**Consignes:**
Recopiez mot pour mot, s'il vous plaît, le passage de l'extrait choisi allant de « À cette heure-là » jusqu'à « étions dehors ! ».

**Extrait choisi:**
- - - -

J’avais pourtant fait de nombreux exercices préalables de franchissement dans ma cellule, après avoir relevé la dimension de l’ouverture du soupirail. Mais je n’avais pas prévu que celui-ci faisait un coude en son milieu et je me trouvai coincé sans pouvoir ni avancer, ni reculer. Or, le temps pressait, parce que des gardes pouvaient surgir d’un moment à l’autre. Mon camarade Guérin qui devait passer après moi, appuya de toutes ses forces sur ma tête : vainement. Heureusement les soldats de l’Armée Secrète qui attendaient dans la cave, s’aperçurent de ma tragique position et me tirèrent vivement par les jambes. Tiré d’un côté, poussé de l’autre, j’arrivai, un peu écorché, dans la cave où je n’eus qu’à me revêtir, m’étant complètement dévêtu pour faciliter le passage. Pendant ce temps, les camarades Guérin, Sarkissof et Jouan franchissaient le soupirail. Tous ensemble, nous nous engageâmes dans le souterrain et nous atteignîmes le Palais de Justice.
À cette heure-là – 19 h 30 – le concierge s’était retiré dans sa loge, qui se trouvait à la porte arrière du Palais de Justice et devait préparer son réveillon. L’officier de l’Armée Secrète n’eut donc aucune difficulté, au moyen d’une fausse clé, à ouvrir la grille de la grande porte d’honneur du Palais de Justice, dont nous descendîmes les marches d’un pas assuré, extrêmement calme et naturel… Nous étions dehors !

- - - -

**Données extraites:**
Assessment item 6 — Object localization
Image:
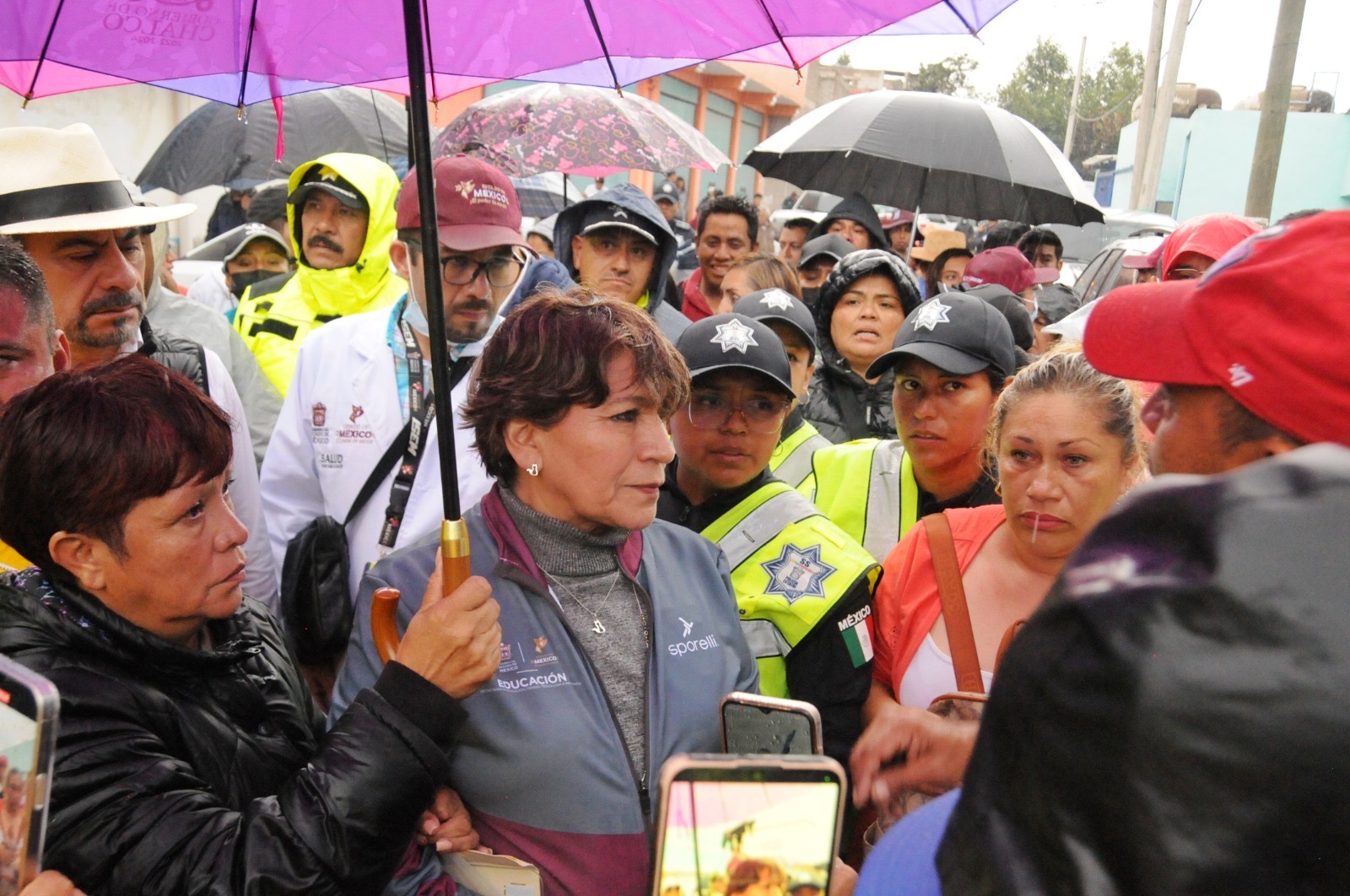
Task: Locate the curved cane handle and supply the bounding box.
[370,588,402,662]
[370,520,472,662]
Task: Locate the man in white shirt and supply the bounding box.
[262,157,531,683]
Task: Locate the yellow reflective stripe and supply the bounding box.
[900,451,920,538]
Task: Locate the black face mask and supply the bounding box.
[230,268,277,298]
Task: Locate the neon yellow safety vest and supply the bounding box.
[702,482,882,696]
[768,419,830,488]
[798,439,920,563]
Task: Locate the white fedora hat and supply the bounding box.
[0,124,197,234]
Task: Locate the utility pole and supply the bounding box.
[1130,0,1168,211]
[1064,34,1088,158]
[1246,0,1304,220]
[1139,0,1191,212]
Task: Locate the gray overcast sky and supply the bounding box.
[825,0,1350,115]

- - - -

**Corrigé:**
À cette heure-là – 19 h 30 – le concierge s’était retiré dans sa loge, qui se trouvait à la porte arrière du Palais de Justice et devait préparer son réveillon. L’officier de l’Armée Secrète n’eut donc aucune difficulté, au moyen d’une fausse clé, à ouvrir la grille de la grande porte d’honneur du Palais de Justice, dont nous descendîmes les marches d’un pas assuré, extrêmement calme et naturel… Nous étions dehors !